**AIM OF THE EXERCISE:** State how many lines of the records below contain the string "grass", treating uppercase and lowercase as distinct. Give only the number.

**INFORMATION GIVEN:**

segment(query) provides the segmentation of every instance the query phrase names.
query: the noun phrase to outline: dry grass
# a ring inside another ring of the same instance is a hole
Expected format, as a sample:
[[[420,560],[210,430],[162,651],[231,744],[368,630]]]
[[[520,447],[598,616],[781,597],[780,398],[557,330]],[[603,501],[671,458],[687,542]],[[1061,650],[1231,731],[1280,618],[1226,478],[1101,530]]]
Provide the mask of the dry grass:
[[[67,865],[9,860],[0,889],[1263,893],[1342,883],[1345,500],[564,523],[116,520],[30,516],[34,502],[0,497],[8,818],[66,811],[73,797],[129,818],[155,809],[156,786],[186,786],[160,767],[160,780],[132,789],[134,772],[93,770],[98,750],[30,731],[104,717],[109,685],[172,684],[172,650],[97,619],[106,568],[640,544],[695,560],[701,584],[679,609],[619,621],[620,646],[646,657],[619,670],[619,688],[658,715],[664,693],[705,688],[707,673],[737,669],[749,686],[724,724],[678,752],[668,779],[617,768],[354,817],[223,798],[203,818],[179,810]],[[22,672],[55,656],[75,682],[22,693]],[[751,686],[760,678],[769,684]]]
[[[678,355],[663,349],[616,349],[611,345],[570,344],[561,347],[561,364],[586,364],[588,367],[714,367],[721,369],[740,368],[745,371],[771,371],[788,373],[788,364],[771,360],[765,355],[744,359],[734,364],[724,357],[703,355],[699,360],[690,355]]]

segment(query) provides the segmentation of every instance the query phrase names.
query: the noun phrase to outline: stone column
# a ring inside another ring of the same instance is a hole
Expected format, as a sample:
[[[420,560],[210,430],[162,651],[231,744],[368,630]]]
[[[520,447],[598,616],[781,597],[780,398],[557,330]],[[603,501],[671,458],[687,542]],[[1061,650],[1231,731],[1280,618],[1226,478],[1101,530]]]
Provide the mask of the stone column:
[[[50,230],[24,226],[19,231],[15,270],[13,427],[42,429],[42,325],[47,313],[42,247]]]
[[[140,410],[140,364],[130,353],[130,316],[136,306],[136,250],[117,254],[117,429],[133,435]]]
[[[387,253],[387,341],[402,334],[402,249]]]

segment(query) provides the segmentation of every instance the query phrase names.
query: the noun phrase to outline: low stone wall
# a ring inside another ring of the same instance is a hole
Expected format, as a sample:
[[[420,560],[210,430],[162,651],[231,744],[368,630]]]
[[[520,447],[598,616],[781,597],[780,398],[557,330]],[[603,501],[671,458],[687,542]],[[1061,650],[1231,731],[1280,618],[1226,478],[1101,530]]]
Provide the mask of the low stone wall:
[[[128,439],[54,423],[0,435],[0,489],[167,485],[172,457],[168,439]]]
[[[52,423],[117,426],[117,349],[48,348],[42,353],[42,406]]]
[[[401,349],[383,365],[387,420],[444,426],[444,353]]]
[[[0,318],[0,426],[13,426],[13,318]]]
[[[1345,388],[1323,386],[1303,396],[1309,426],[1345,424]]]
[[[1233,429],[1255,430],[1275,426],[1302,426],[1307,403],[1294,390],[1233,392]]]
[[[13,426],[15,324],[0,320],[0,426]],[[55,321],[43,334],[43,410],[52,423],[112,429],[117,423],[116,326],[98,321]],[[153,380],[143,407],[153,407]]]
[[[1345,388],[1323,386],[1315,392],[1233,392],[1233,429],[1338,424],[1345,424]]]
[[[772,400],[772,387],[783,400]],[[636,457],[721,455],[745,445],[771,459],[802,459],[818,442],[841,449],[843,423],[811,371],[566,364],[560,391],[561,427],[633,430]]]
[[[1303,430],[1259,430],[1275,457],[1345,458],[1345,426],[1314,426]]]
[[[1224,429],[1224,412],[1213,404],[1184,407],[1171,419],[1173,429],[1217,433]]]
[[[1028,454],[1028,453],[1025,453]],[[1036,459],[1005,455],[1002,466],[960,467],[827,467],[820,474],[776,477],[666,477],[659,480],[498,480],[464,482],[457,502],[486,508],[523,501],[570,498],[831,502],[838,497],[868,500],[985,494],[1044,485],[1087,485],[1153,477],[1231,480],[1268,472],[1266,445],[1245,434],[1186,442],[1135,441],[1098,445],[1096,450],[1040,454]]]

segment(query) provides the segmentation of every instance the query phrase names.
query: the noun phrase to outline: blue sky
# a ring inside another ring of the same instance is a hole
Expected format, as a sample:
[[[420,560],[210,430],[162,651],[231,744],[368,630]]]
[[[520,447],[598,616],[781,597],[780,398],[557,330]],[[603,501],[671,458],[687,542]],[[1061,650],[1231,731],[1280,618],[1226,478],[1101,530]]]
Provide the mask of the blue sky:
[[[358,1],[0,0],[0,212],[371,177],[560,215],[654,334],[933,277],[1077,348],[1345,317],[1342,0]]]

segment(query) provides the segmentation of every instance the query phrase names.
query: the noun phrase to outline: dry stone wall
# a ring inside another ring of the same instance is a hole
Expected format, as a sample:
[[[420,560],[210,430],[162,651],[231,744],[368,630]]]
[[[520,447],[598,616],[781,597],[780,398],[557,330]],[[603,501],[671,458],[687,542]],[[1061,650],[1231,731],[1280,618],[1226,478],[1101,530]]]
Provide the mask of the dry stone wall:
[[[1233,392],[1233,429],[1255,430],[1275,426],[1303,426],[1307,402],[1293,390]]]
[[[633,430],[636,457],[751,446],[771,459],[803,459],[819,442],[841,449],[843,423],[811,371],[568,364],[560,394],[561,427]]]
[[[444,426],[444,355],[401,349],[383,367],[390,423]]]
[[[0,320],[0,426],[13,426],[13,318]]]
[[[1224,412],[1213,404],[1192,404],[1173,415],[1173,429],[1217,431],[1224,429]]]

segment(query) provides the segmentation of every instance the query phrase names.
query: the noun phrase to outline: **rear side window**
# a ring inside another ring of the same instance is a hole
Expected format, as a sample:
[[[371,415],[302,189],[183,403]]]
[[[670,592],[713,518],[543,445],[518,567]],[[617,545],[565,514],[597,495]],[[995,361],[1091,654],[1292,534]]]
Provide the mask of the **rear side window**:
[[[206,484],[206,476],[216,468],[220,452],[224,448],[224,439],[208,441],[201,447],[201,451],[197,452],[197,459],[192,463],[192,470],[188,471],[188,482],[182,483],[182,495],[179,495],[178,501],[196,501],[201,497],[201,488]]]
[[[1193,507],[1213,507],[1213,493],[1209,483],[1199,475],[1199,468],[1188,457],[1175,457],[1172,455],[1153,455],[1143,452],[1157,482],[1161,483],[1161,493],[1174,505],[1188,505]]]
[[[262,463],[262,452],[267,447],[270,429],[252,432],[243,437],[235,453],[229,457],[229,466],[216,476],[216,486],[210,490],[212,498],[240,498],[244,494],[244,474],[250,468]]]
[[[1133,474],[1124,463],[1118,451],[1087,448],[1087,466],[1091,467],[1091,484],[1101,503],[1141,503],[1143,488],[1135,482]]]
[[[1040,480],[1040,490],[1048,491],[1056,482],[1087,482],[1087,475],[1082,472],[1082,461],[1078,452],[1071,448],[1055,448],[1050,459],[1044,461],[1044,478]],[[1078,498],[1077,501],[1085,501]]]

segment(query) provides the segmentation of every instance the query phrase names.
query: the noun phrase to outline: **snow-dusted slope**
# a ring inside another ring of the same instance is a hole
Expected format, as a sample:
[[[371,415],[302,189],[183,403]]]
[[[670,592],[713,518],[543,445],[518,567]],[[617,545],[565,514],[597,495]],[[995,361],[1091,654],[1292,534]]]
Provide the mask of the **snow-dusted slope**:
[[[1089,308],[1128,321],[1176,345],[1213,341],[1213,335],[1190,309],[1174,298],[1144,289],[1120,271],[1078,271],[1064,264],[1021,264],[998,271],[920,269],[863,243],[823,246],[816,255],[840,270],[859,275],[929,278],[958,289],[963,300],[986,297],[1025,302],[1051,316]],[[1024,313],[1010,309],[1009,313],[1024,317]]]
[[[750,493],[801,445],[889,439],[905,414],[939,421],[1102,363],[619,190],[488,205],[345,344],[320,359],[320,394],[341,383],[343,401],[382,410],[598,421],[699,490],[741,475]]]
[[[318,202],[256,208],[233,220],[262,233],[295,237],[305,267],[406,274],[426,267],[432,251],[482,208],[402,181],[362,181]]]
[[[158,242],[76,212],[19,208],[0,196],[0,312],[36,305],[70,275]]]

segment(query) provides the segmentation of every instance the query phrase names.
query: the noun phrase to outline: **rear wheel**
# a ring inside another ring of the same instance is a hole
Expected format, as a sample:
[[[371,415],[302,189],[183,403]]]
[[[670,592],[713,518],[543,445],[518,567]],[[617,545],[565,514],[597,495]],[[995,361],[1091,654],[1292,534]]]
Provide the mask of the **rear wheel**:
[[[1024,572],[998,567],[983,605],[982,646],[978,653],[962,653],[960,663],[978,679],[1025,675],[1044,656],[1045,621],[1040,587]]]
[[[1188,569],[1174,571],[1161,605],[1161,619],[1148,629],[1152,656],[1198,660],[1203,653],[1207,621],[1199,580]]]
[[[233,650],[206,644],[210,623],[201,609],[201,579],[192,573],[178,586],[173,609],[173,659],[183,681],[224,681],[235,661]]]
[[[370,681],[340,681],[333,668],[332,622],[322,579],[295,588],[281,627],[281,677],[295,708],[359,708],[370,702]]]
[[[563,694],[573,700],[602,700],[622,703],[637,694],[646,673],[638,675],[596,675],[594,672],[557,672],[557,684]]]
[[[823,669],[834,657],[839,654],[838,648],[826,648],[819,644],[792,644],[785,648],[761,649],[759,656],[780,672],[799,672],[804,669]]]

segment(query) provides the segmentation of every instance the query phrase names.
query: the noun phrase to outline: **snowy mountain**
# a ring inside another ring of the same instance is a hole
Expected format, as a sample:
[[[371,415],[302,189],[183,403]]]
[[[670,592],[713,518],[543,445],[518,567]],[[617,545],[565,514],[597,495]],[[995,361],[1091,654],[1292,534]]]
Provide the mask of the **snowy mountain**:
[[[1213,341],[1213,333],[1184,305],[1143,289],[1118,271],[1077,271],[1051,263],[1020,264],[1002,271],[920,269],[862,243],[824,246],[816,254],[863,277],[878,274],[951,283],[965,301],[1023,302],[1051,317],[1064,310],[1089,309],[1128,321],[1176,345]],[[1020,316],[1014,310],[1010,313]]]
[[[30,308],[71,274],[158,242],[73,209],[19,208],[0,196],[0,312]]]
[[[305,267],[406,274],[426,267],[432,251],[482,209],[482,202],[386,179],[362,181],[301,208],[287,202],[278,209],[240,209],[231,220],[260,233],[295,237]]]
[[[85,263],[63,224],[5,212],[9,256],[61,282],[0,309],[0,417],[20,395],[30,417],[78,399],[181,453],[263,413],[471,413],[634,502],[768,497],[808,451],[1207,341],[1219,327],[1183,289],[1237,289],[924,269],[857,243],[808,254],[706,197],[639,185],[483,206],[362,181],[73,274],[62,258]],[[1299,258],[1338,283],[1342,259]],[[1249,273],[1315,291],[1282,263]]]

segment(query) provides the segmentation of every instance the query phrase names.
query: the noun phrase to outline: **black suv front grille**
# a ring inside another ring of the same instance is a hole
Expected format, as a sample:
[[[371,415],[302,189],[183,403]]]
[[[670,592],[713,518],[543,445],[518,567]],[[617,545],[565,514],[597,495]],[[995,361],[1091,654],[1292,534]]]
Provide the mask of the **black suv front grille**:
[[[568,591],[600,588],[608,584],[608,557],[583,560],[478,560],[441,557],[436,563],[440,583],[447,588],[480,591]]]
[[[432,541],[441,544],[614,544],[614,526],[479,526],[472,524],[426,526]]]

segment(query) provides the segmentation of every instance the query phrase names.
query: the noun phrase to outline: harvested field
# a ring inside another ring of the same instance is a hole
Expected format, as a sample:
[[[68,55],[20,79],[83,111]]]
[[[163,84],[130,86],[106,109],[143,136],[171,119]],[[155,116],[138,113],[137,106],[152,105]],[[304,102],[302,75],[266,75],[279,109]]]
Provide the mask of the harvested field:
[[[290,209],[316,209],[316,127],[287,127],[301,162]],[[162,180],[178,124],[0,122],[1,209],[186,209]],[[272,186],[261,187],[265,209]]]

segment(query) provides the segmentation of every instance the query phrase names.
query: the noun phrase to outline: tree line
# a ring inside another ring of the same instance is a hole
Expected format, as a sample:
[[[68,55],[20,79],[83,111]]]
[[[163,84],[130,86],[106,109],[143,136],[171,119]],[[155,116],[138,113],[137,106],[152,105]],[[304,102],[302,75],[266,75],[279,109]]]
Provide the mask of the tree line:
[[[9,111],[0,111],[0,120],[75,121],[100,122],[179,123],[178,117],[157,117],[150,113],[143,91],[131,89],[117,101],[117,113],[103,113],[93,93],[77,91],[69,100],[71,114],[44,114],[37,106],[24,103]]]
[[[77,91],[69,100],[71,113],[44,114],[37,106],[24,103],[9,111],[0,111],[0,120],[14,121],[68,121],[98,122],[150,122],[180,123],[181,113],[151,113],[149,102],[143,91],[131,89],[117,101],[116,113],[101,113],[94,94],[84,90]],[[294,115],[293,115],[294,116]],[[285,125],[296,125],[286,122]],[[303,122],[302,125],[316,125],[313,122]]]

**RIGHT ANSWER:** 2